_Stated exercise:_
Exactly as given, repeat all of the entries.

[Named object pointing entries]
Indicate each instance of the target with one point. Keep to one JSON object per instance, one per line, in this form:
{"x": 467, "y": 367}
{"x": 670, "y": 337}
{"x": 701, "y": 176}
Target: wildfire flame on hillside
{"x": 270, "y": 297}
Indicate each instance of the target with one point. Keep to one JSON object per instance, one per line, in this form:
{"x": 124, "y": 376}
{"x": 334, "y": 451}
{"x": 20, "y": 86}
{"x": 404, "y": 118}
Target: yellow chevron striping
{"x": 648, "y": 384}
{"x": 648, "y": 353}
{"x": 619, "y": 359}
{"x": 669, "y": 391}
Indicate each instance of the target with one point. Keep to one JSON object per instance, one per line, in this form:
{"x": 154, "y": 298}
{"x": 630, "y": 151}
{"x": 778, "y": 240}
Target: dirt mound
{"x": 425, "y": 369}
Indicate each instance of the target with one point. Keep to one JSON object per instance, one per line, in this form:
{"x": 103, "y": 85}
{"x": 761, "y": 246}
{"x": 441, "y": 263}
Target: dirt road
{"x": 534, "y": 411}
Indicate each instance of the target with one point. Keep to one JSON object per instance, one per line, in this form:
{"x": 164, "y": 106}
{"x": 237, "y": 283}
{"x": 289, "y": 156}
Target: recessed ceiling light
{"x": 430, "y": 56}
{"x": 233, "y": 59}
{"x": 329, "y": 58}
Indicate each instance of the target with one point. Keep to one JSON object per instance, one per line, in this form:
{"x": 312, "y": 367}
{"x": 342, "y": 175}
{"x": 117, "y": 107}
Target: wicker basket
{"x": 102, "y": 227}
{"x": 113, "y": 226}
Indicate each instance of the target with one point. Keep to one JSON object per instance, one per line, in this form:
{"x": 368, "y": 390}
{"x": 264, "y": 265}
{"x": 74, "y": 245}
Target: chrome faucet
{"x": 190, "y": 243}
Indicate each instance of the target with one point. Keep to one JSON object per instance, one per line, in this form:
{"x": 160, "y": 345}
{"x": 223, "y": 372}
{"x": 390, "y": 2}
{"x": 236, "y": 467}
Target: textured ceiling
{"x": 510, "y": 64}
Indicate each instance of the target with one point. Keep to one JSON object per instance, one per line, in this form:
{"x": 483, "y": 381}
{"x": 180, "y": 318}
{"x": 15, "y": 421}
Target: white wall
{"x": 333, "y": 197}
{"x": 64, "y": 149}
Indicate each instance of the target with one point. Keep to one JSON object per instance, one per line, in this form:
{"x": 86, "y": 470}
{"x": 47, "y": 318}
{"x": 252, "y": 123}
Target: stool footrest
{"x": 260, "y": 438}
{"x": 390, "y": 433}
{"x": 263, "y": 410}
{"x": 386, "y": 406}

_Task response:_
Indicate each instance of the target with one point. Keep to one JSON object per instance, one per line, in this form:
{"x": 467, "y": 367}
{"x": 670, "y": 337}
{"x": 701, "y": 176}
Target: wildfire flame on hillside
{"x": 270, "y": 297}
Indicate each instance of the target with one point. Keep to one JSON object per instance, one per line, in this form:
{"x": 124, "y": 376}
{"x": 334, "y": 451}
{"x": 20, "y": 86}
{"x": 404, "y": 118}
Target: yellow chevron striping
{"x": 648, "y": 384}
{"x": 648, "y": 353}
{"x": 619, "y": 359}
{"x": 669, "y": 391}
Indicate each instance of the target with one point. Keep to one JSON object per instance, one per line, in this form:
{"x": 154, "y": 298}
{"x": 630, "y": 151}
{"x": 778, "y": 240}
Target: dirt mound
{"x": 425, "y": 369}
Indicate each instance of the target with one point. Keep to one JSON object per instance, one per line, in this form:
{"x": 103, "y": 85}
{"x": 761, "y": 246}
{"x": 441, "y": 263}
Target: dirt road
{"x": 534, "y": 411}
Indicate each instance of the target with one point. Keep to one JSON object per instance, one per line, in this form:
{"x": 164, "y": 106}
{"x": 237, "y": 283}
{"x": 289, "y": 156}
Target: recessed ceiling light
{"x": 430, "y": 56}
{"x": 233, "y": 59}
{"x": 329, "y": 58}
Indicate each instance of the target with one point. Keep to one JSON object per instance, one per line, in this form:
{"x": 312, "y": 367}
{"x": 342, "y": 175}
{"x": 117, "y": 107}
Target: wicker basket
{"x": 102, "y": 227}
{"x": 113, "y": 226}
Indicate each instance of the target with one point. Keep to one JSON object per instance, one per line, in this form:
{"x": 368, "y": 390}
{"x": 264, "y": 265}
{"x": 74, "y": 245}
Target: chrome faucet
{"x": 190, "y": 243}
Indicate each instance of the target with one point. Keep to one JSON object per instance, one per line, in this form:
{"x": 160, "y": 345}
{"x": 223, "y": 372}
{"x": 390, "y": 2}
{"x": 236, "y": 467}
Target: textured ceiling
{"x": 510, "y": 64}
Indicate each instance of the target with one point. Keep to one JSON object per instance, one per line, in this form:
{"x": 483, "y": 381}
{"x": 180, "y": 318}
{"x": 15, "y": 421}
Target: white wall
{"x": 333, "y": 197}
{"x": 64, "y": 149}
Indicate each instance of the target with one point. Keep to one JSON object per instance, one per line, in this form:
{"x": 86, "y": 470}
{"x": 47, "y": 318}
{"x": 252, "y": 123}
Target: stool footrest
{"x": 260, "y": 438}
{"x": 390, "y": 433}
{"x": 263, "y": 410}
{"x": 386, "y": 406}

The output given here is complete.